Written problem A:
Reproduce word for word the passage of the forum thread on volunteering in Thailand starting with "I have had involvement" and going on through "other way around!".

── Quoted text

# Another Volunteer wanting to work in Thailand!



## lucarrive

Hi Guys
I am planing to move to Thailand at the end of this year.

I have some money on the side so I am ok. 
I am looking for some volunteer work, I have a TEFL certificate so I will be able to teach English as a foreign language.
I am just looking for an organization that can offer a bed, some food, and a letter for a year visa, in exchange of my services.

Is that realistic? possible? or am I dreaming? 

I have looked everywhere online ....headache!

I really want to get involved with an organization to make a difference but cant find the right one.

Any advices welcome...
Thanks


----------



## brianmarinus

Hi!
I have a friend in Chiang Mai,Nort-Thailand,who is working on a school for aids children and children from very poor families,and I know they can need a person like you-I am not sure,what they can offer you,except the visa,but take a look at the home page from the school and if you like it,contact Hugo Raunholt Thomsen-he is danish and a grest guy.
Otherwise-try google-SOS childres village-I know they have some places out here to-one here in Chiang Rai,and it looks pretty fine-really nice houses and so

www.aidsboern.dk


----------



## lucarrive

i!
I have a friend in Chiang Mai,Nort-Thailand,who is working on a school for aids children and children from very poor families,and I know they can need a person like you-I am not sure,what they can offer you,except the visa,but take a look at the home page from the school and if you like it,contact Hugo Raunholt Thomsen-he is danish and a grest guy.
Otherwise-try google-SOS childres village-I know they have some places out here to-one here in Chiang Rai,and it looks pretty fine-really nice houses and so


Hi Brian,
Thank you very much for your help & advices. I will send your friend Hugo an email and also search on google for SOS Children village.
For the visa, I can get a few months with a tourist visa, I am sure I will find a solution on site for longer term.

Cheers


----------



## Song_Si

I think the request for accommodation and food may be very limiting and is imho unrealistic for a year; you would effectively be asking for money from them, something that in most cases they do not have.

I have had involvement with an orphanage and another children's charity, they had so little money and I was happy to help out and pay for resources, not the other way around!

Maybe the one Brian has advised of is well-off for cash, accomm and resources; as a financial supporter of a children's charity I know they would not be able to provide food/accomm and also at a guess it would be outside their terms of operation to spend donated money on housing and food.

If you have Googled for 'Volunteer in Thailand' there are plenty of places, but they charge money for a reason - they need to.

Sorry if this sounds harsh but that's the way I see it. As a volunteer I chose to more than pay my own way.

────
── Provided data

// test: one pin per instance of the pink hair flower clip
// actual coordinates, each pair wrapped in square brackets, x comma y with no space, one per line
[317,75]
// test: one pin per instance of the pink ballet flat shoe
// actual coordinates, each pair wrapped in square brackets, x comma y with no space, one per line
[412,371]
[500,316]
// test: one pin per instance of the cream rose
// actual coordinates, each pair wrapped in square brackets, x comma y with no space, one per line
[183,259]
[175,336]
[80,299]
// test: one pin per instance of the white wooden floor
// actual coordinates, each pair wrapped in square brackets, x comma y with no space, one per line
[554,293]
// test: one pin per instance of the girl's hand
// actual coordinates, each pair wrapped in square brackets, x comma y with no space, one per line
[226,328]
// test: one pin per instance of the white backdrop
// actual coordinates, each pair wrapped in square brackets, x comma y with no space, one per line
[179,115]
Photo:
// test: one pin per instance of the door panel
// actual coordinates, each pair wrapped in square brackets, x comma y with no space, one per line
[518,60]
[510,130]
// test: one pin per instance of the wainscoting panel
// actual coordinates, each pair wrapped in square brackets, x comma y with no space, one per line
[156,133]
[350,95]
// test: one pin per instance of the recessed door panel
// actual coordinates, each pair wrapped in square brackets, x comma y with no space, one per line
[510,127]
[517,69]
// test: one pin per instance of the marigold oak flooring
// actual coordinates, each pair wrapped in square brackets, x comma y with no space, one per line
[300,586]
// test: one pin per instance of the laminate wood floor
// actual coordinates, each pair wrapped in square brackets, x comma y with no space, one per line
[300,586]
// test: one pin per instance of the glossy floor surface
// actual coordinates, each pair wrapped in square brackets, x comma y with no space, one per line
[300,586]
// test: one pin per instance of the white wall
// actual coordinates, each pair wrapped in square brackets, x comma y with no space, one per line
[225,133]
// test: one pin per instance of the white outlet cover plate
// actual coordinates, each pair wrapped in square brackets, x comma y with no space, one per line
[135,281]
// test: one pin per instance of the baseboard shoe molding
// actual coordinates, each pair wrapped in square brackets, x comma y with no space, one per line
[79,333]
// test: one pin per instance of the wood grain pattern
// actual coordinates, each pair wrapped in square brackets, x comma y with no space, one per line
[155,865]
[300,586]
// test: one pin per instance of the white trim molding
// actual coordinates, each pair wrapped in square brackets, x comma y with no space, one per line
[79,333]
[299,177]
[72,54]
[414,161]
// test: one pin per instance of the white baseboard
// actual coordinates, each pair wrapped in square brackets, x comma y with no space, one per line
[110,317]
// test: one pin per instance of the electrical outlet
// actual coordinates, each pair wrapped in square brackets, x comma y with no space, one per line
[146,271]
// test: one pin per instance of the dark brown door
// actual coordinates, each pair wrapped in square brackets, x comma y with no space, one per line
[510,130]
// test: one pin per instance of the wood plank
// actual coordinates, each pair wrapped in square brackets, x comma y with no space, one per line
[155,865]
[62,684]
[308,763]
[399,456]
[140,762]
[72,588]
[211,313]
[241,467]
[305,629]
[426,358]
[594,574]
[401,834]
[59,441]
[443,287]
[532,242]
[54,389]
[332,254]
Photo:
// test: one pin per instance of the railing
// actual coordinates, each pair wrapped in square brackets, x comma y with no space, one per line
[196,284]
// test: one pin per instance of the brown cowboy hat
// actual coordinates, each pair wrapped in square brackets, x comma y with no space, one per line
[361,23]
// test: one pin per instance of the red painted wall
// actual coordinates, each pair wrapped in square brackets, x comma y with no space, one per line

────

Written problem B:
How many lines of the records above contain the string "shoe", with case counting? Give only the number.

Full response A:
I have had involvement with an orphanage and another children's charity, they had so little money and I was happy to help out and pay for resources, not the other way around!

Full response B:
2